■ **INPUT MATERIAL**:
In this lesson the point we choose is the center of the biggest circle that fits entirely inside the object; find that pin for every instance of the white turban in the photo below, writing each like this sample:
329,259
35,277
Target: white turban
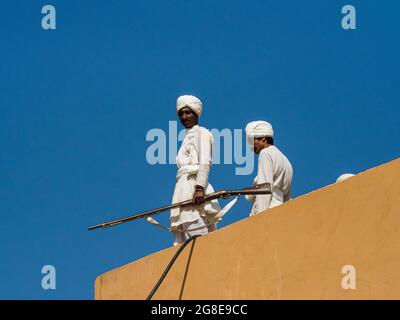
191,102
259,129
344,177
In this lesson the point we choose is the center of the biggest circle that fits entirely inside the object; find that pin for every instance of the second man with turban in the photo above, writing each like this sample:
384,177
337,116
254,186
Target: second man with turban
273,167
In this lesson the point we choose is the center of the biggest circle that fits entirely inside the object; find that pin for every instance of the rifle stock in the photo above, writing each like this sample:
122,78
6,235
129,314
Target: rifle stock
263,188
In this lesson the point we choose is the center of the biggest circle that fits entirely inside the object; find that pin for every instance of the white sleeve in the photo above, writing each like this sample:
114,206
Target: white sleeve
204,152
265,174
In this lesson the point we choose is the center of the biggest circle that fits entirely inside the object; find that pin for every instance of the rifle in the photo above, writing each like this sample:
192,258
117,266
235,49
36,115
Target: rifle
263,188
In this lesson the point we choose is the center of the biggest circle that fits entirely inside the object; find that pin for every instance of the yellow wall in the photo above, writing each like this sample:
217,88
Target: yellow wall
295,251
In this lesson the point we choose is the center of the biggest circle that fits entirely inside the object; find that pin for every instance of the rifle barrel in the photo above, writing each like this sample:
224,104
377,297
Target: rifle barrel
263,188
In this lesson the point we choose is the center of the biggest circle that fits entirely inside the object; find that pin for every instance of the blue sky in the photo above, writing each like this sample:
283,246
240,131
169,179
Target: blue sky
76,104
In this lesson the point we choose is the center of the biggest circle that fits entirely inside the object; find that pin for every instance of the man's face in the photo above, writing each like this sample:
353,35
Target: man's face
188,117
259,144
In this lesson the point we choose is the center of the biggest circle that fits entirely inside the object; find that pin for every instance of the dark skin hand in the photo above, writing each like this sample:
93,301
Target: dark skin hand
189,119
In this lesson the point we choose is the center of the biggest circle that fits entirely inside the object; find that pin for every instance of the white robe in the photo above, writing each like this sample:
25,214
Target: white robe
274,168
194,163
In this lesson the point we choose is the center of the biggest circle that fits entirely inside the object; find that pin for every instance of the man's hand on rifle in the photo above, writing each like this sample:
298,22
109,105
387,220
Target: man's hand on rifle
198,197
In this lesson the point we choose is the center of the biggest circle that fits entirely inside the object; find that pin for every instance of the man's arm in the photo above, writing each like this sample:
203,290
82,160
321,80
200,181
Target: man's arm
204,153
265,174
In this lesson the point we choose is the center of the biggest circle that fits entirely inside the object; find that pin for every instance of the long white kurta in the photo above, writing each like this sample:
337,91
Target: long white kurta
194,163
274,168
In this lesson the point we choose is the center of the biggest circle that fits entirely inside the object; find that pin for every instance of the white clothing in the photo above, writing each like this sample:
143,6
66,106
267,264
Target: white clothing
194,163
273,168
189,229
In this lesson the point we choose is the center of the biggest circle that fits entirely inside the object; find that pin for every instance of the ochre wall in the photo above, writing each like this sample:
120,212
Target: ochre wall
295,251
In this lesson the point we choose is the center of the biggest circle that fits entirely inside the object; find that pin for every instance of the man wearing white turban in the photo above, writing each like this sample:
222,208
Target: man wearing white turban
194,164
273,167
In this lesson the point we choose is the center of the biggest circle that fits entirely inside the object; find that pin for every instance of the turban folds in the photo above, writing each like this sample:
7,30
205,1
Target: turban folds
191,102
259,129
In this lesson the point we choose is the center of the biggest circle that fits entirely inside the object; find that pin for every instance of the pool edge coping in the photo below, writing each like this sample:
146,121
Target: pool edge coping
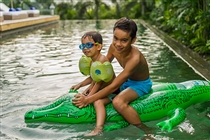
197,63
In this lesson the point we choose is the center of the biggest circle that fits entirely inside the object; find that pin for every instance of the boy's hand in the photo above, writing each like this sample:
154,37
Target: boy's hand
80,100
75,87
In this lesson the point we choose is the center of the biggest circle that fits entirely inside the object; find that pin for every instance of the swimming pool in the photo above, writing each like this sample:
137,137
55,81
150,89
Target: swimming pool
39,66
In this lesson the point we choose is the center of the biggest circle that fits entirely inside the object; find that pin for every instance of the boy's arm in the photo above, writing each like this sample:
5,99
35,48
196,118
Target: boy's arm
129,69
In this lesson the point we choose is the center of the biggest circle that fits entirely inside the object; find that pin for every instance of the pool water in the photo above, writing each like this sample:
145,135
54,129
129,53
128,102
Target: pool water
39,66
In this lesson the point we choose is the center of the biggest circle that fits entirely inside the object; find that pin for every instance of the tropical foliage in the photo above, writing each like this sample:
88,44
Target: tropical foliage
188,21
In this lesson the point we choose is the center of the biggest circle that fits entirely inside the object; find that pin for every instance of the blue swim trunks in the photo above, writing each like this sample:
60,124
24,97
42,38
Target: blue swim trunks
140,87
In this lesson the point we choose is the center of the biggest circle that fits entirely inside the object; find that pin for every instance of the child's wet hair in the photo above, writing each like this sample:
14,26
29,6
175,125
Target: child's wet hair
127,25
96,36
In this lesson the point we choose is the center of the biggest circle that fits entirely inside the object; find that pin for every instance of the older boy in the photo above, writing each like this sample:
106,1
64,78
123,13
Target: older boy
133,81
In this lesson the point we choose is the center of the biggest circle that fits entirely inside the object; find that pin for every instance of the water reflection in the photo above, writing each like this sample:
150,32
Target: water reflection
39,66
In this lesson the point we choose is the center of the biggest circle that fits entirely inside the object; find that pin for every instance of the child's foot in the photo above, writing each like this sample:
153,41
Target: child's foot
97,131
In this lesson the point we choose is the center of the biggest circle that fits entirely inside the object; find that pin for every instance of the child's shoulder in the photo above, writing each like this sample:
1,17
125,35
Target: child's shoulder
103,58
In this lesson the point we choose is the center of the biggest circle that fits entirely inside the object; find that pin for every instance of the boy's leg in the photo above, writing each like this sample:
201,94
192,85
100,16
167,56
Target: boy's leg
120,103
100,116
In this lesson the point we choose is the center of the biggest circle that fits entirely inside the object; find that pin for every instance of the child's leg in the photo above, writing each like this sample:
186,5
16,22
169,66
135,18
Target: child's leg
100,116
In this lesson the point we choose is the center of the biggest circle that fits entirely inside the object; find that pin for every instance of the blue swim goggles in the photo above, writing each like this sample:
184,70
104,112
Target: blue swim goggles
88,45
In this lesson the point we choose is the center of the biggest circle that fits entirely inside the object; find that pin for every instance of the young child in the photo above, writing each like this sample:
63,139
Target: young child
98,67
133,81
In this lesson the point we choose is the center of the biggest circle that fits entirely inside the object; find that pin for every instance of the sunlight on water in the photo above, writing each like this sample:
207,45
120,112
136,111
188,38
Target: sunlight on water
39,66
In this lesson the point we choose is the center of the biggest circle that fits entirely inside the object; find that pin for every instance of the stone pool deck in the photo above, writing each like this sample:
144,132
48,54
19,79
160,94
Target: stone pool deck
201,66
8,27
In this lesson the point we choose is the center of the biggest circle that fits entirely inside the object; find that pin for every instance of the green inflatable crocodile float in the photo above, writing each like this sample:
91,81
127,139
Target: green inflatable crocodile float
165,99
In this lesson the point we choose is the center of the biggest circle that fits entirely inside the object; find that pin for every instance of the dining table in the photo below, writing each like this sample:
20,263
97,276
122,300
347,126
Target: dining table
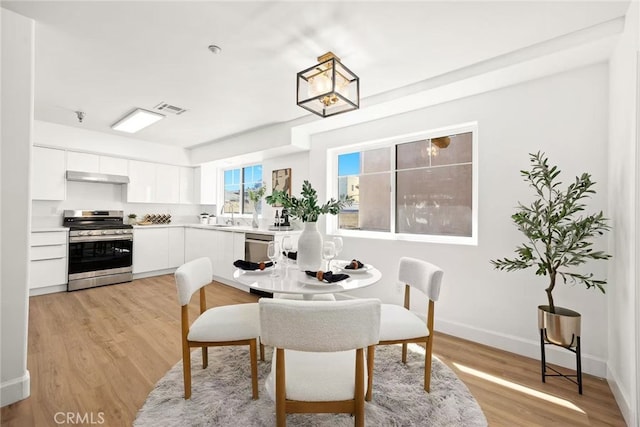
291,281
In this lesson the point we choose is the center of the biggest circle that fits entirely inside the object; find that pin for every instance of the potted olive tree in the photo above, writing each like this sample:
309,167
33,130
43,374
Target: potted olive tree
559,238
307,209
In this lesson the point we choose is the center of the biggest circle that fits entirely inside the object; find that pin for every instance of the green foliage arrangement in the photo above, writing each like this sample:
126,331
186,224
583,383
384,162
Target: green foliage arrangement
558,236
306,208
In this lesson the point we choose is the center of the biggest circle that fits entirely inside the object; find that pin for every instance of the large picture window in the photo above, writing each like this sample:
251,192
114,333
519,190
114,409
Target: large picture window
237,182
420,187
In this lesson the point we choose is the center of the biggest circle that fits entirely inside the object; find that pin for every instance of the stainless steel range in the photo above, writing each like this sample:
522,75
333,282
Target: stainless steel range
100,248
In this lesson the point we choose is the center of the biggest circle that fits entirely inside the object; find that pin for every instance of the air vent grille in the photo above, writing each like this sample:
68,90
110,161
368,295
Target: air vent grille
168,108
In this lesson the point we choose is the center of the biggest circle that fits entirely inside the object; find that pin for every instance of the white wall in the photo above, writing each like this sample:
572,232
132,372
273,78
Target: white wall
564,115
88,141
17,112
624,162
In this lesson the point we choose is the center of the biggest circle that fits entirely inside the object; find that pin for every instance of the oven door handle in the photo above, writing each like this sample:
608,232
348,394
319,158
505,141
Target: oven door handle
76,239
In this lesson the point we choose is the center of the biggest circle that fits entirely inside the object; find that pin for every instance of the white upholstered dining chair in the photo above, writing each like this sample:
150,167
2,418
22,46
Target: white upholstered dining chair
319,362
399,325
217,326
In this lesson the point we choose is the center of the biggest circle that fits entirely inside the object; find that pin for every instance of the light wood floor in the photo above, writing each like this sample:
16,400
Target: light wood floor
99,352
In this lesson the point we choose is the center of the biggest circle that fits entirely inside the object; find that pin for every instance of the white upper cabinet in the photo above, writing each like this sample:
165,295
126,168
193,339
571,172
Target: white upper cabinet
187,189
114,165
159,183
85,162
142,182
48,180
167,184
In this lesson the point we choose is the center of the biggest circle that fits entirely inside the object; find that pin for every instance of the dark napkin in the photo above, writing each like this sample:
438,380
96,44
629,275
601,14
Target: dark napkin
248,265
328,276
352,267
291,255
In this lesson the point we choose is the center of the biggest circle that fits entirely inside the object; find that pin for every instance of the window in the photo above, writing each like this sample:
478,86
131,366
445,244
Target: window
237,182
415,186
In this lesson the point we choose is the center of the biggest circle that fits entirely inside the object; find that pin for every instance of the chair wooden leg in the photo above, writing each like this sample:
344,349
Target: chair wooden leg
427,364
281,393
205,357
370,359
254,369
359,386
186,368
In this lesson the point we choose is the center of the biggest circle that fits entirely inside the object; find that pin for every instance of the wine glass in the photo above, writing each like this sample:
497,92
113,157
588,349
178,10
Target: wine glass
328,252
287,246
339,244
273,252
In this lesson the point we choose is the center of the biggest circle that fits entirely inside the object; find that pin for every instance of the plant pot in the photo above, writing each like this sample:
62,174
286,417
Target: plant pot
560,328
309,248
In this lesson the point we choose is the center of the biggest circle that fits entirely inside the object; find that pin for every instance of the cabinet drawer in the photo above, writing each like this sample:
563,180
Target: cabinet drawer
49,238
48,272
48,252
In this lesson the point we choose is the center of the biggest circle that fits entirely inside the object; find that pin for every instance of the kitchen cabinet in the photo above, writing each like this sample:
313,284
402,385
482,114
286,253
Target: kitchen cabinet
157,248
159,183
47,261
176,246
150,250
142,182
187,189
48,180
221,247
167,184
85,162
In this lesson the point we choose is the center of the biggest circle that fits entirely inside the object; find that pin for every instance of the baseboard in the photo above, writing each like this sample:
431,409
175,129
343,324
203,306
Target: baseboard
621,399
15,389
529,348
47,290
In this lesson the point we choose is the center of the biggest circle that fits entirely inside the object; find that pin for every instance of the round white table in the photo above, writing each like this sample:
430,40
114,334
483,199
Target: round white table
290,280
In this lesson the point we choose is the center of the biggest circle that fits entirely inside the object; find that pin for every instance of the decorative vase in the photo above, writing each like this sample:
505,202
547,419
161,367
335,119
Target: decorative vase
561,328
309,248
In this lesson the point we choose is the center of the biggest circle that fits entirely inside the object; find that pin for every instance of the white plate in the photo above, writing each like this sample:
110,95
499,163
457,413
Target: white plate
266,270
340,267
312,281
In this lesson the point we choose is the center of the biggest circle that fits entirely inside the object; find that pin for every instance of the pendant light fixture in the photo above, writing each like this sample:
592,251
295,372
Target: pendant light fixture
328,88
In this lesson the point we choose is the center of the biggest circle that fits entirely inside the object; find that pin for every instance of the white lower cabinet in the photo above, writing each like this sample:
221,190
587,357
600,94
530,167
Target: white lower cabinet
221,247
157,248
176,247
48,259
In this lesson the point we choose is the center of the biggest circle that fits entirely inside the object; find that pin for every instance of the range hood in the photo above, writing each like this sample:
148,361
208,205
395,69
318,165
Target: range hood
97,177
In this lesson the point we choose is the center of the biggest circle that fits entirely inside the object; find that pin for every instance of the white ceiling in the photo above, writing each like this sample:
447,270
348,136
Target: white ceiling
107,58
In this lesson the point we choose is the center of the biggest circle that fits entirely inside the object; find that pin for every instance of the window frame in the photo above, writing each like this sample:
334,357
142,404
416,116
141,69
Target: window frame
332,185
242,167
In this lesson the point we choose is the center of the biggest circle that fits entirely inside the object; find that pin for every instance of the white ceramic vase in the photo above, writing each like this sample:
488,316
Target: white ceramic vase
310,248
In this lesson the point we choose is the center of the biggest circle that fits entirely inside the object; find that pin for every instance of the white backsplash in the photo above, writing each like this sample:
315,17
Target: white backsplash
94,196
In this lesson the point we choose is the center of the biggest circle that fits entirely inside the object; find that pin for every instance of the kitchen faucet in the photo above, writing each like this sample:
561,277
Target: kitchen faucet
229,221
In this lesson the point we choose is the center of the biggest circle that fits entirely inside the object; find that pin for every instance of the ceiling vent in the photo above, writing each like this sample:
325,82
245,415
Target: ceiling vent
168,108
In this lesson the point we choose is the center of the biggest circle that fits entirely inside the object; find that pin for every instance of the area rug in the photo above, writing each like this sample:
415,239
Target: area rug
221,395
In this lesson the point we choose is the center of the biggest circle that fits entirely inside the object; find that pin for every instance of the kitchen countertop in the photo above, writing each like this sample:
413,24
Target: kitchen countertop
222,227
45,229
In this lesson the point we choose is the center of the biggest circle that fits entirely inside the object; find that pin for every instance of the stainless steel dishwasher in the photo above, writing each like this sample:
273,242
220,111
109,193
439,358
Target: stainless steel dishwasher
255,250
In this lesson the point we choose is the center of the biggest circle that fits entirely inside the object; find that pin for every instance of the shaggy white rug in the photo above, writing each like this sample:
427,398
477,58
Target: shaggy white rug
221,395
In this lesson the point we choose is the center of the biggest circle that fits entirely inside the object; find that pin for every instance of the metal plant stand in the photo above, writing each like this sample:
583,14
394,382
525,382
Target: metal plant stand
544,366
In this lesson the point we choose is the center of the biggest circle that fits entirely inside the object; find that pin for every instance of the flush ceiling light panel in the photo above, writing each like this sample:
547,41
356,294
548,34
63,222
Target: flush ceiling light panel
136,120
328,88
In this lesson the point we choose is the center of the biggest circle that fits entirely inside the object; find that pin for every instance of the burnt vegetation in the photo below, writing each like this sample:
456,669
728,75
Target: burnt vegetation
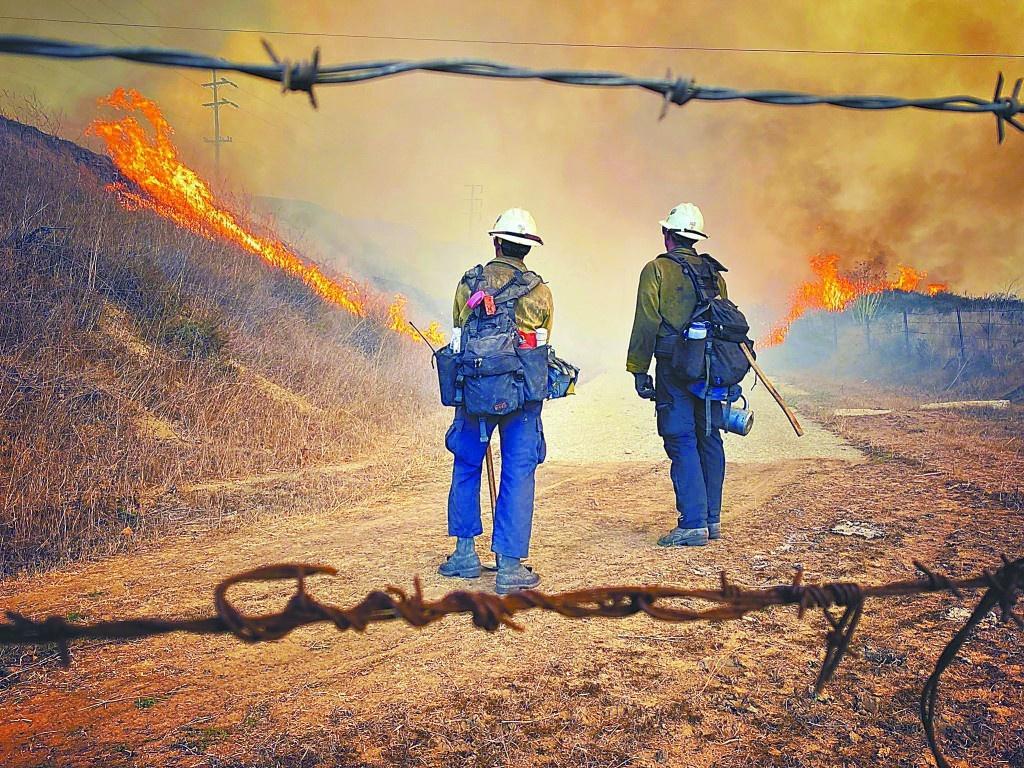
136,358
947,344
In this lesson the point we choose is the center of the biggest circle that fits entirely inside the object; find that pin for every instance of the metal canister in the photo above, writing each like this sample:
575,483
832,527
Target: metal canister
697,330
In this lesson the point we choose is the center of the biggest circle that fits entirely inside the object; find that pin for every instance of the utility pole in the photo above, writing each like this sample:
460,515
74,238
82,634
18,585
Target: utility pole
217,102
474,207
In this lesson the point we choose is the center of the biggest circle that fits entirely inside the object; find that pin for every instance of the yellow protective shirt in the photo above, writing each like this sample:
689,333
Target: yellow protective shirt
536,309
666,300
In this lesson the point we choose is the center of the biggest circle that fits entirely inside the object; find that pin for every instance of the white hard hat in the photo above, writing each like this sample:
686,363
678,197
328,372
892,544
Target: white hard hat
516,225
685,219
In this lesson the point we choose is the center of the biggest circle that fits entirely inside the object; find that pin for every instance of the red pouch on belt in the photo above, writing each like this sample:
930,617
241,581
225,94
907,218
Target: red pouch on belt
528,340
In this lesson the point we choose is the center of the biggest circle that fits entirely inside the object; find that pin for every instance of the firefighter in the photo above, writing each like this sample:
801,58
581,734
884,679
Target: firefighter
666,301
513,235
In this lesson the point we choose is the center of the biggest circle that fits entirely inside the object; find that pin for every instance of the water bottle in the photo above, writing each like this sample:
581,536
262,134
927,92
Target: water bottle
697,330
738,421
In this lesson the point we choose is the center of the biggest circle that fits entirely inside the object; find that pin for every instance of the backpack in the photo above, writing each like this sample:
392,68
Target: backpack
492,375
717,360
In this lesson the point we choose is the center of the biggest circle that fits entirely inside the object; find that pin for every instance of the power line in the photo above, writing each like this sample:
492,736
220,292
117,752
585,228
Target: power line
540,43
303,76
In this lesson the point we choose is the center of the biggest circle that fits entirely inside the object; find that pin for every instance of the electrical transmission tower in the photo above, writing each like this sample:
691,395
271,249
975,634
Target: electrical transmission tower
215,104
474,208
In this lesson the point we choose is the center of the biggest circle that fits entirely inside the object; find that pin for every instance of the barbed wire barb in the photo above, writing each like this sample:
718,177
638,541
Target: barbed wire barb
488,611
680,91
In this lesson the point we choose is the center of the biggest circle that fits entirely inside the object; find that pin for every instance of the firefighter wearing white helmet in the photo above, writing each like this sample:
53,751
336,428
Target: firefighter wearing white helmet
666,302
484,291
685,219
516,225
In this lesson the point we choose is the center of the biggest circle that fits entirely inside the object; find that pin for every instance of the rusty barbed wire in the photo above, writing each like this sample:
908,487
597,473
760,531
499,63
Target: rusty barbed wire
303,76
488,611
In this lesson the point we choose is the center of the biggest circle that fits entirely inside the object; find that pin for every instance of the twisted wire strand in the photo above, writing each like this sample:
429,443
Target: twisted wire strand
302,76
488,611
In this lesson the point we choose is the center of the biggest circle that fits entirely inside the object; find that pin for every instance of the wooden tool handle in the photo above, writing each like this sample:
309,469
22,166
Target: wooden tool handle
491,479
774,392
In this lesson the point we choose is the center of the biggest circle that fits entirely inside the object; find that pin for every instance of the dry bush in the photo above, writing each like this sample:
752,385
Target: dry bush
136,356
926,353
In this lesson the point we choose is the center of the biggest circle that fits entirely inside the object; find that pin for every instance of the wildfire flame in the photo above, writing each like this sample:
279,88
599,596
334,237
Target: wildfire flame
174,190
830,291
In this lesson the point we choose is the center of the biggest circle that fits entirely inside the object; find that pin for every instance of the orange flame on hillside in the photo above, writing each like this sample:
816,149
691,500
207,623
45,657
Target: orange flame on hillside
833,292
174,190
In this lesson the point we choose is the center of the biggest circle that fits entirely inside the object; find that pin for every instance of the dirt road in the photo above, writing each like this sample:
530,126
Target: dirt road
563,692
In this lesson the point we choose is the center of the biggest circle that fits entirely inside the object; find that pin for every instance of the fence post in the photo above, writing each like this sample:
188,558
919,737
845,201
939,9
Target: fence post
960,330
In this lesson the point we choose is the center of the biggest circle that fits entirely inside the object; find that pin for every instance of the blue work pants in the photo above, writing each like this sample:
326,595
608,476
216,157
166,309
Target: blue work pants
697,458
522,449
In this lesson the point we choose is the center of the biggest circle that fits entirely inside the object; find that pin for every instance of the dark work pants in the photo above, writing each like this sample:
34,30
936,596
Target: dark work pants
522,450
697,459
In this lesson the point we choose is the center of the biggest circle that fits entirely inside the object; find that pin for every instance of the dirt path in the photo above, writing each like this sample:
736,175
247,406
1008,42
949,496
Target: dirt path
580,693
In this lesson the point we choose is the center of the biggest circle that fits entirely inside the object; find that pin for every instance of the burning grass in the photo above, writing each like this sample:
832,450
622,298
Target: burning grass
138,356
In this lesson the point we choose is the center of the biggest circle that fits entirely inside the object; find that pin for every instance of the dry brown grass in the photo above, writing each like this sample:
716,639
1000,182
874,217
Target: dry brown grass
136,357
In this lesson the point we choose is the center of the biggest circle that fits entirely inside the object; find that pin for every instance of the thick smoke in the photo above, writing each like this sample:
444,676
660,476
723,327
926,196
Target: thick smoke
596,167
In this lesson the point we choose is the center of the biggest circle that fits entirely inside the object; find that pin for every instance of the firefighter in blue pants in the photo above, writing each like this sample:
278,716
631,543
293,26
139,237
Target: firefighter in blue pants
522,445
666,300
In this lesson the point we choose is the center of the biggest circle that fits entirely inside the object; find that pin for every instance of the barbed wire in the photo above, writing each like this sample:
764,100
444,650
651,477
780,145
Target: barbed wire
488,611
303,76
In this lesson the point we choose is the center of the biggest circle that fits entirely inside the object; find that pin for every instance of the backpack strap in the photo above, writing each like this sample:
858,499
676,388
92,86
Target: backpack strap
519,285
702,301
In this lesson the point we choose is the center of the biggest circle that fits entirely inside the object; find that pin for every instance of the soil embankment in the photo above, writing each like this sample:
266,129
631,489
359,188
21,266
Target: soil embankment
562,692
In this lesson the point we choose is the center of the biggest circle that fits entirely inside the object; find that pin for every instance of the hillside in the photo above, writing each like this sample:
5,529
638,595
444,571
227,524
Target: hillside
139,359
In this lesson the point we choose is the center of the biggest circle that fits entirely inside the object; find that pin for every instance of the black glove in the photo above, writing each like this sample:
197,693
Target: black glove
644,385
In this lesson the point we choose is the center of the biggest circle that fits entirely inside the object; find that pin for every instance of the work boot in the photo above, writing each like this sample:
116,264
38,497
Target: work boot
684,538
513,576
463,563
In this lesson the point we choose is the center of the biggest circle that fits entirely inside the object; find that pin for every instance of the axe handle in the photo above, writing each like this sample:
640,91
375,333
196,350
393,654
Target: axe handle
491,479
774,392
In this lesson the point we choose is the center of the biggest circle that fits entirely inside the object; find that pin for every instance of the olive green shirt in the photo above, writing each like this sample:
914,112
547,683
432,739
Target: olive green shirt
666,300
536,309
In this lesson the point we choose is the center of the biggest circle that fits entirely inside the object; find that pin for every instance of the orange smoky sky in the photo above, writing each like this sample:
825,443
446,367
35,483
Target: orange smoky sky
595,166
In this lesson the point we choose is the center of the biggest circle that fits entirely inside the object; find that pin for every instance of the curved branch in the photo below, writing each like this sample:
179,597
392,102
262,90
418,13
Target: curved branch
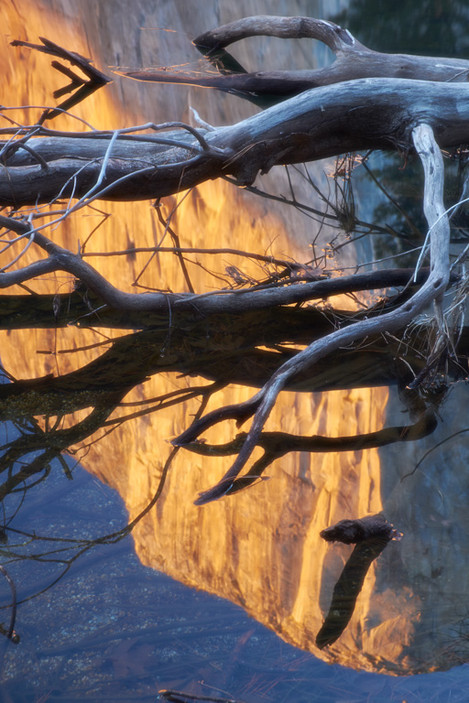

■ **TASK STATEMENT**:
Please count the lines in the material above that contain the string "dishwasher", treating uppercase and lowercase letters as different. Reply with the number alone.

■ **TASK RESPONSE**:
2